## [TEXT EXCERPT]
Increased GPU memory demand when loading from checkpoint

Hi,

I have been observing some memory issues for quite a while. Whenever I resume training from a checkpoint more GPU memory is required than when running from scratch. I have observed this independent of architecture/application (NLP, Vision). It’s hard to quantify because it depends on the model, but I’d guess it is around 5-10%. Consequentially, I have to reduce the batch size in order to continue training from a checkpoint, which is a bit painful.
Any idea?

1 Like

How are you measuring the memory usage?
Note that PyTorch uses a custom memory allocation, which caches the device memory.
nvidia-smi will this give you the memory usage of the CUDA context, the allocated as well as the cached memory.
Since you have to reduce the batch size, it seems that the memory might indeed to growing.
Since you are observing this behavior in a lot of use cases, could you post a simple code snippet to reproduce this behavior, please?

model = VAE(...)
pretrained_dict = torch.load(os.path.join(FLAGS.savedir,FLAGS.loadmodel))
model.load_state_dict(pretrained_dict)

I observed this also using the Huggingface BERT implementations. Yes, nvidia-smi.

Here is the memory footprint when training from scratch:

+-----------------------------------------------------------------------------+
| Processes:                                                       GPU Memory |
|  GPU       PID   Type   Process name                             Usage      |
|=============================================================================|
|    0     32630      C   python                                     11985MiB |
+-----------------------------------------------------------------------------+

Memory footprint when continuing from checkpoint:

+-----------------------------------------------------------------------------+
| Processes:                                                       GPU Memory |
|  GPU       PID   Type   Process name                             Usage      |
|=============================================================================|
|    0     32707      C   python                                     15045MiB |
+-----------------------------------------------------------------------------+
 File "/home/ubuntu/anaconda3/envs/pytorch_p36/lib/python3.6/site-packages/torch/tensor.py", line 195, in backward
    torch.autograd.backward(self, gradient, retain_graph, create_graph)
  File "/home/ubuntu/anaconda3/envs/pytorch_p36/lib/python3.6/site-packages/torch/autograd/__init__.py", line 99, in backward
    allow_unreachable=True)  # allow_unreachable flag
RuntimeError: CUDA out of memory. Tried to allocate 576.00 MiB (GPU 0; 15.75 GiB total capacity; 12.94 GiB already allocated; 392.88 MiB free; 14.38 GiB reserved in total by PyTorch)

Could you try to delete the pretrained_dict after loading it?
The difference in the memory usage seems to be quite large.
Also, could you post the definition of VAE?

Yes, in this case, the difference is quite large. Deleting the dictionary does not change the memory footprint unfortunately.

The VAE code is a bit more complex. It consists of a Conv2D encoder stack, with a bunch of FCs, and the Deconv decoder stack. Maybe at some point, it would be easier to look at the NLP problem, as it is more accessible.

## [GOAL 1]
In the forum thread about GPU memory use after loading a checkpoint, what GPU memory usage does nvidia-smi report when training continues from a checkpoint?
## [GOAL 2]
Continue the forum thread about GPU memory use after loading a checkpoint, starting after its last post.

## [LISTED RECORDS]
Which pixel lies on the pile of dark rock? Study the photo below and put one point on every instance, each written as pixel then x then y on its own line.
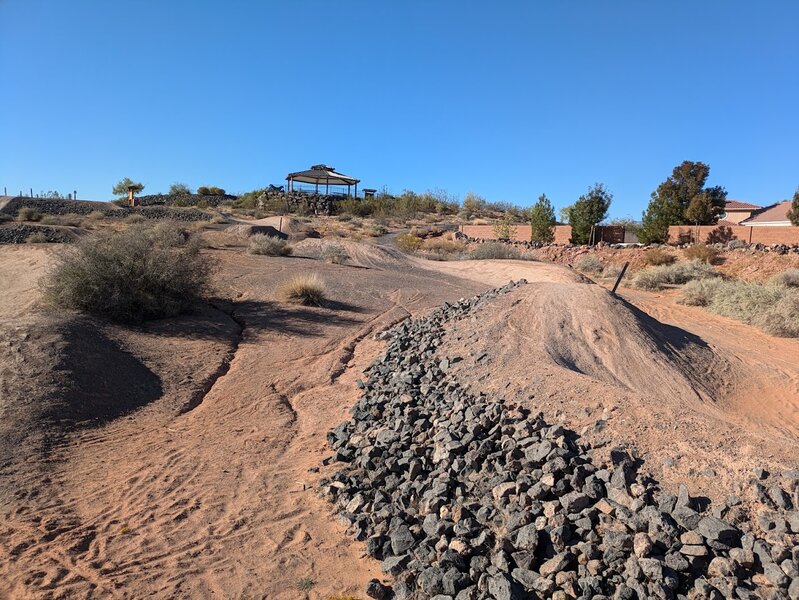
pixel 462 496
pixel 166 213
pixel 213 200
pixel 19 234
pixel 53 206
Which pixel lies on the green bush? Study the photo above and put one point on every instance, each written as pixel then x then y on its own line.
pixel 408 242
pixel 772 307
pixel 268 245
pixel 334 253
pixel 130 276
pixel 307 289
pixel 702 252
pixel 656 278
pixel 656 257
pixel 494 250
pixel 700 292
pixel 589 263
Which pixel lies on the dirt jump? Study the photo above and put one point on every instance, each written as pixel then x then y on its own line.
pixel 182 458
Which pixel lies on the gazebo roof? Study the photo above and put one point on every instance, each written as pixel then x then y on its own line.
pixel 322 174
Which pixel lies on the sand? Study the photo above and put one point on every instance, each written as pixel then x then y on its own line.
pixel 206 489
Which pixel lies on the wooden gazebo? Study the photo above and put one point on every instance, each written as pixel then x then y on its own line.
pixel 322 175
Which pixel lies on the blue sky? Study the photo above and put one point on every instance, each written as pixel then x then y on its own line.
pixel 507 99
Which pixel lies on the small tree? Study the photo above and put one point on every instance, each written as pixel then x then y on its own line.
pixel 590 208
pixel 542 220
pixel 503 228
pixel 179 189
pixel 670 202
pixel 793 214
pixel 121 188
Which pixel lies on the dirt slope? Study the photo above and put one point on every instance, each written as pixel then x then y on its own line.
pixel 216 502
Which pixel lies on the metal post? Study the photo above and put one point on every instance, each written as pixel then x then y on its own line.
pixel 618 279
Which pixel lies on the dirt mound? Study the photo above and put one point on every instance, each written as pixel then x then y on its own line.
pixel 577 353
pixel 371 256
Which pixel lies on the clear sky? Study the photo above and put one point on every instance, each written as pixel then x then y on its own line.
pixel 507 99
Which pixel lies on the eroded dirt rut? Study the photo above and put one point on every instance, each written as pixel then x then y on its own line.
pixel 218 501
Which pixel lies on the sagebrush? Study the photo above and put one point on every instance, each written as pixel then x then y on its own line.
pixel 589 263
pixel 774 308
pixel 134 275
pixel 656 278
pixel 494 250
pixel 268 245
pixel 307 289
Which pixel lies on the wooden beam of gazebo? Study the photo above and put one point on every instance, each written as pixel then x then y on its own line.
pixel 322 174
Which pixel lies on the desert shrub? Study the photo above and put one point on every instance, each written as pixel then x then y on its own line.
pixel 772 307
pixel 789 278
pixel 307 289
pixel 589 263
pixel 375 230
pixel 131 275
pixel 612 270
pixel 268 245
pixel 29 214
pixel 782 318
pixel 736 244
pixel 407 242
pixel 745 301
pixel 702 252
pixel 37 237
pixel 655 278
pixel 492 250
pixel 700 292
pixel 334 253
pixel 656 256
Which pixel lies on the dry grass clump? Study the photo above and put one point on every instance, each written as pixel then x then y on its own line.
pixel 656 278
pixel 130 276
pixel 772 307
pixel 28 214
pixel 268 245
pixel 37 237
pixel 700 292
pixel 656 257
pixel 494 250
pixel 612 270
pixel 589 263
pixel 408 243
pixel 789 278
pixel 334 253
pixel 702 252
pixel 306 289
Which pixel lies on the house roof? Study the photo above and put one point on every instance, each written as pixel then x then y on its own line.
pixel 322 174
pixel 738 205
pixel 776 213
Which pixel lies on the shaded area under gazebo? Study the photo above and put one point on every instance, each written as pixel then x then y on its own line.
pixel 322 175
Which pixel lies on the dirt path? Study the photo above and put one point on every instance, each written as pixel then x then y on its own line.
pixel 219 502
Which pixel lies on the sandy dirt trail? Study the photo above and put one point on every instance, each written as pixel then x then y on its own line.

## [WRITTEN REPLY 1]
15045MiB

## [WRITTEN REPLY 2]
class VAE2(nn.Module):
    '''
    Variational Autoencoder
    '''
    def __init__(self, img_channels, img_dim, latent_dim, filters,
                 kernel_sizes, strides, activation=nn.LeakyReLU,
                 out_activation=nn.Tanh, batch_norm=True, no_samples=10, sp_activation=None, public_stream=None, private_stream=None):
        '''
        in_dim (int): number of pixels on each row / column of the images
                      (assumes the images are square).
        in_channels (int): number of channels of the images (e.g.: 1 for
                           grayscale, 3 for color images).
        latent_dim (int): dimension of the latent space.
        filters (list of length n_conv): number of filters for each conv.
                                         layer.
        kernel_sizes (list of length n_conv): kernel size for each conv.
        strides (list of length n_conv): strides for each conv. layer.
        activation (nn.Module): activation used in all layers (default:
                                LeakyReLU).
        out_activation (subclass of nn.Module): activation used in the output
                                                layer (default: Tanh).
        batch_norm (boolean): if True, batch normalization is applied in every
                              layer before the activation (default: True).
        '''
        super(VAE2, self).__init__()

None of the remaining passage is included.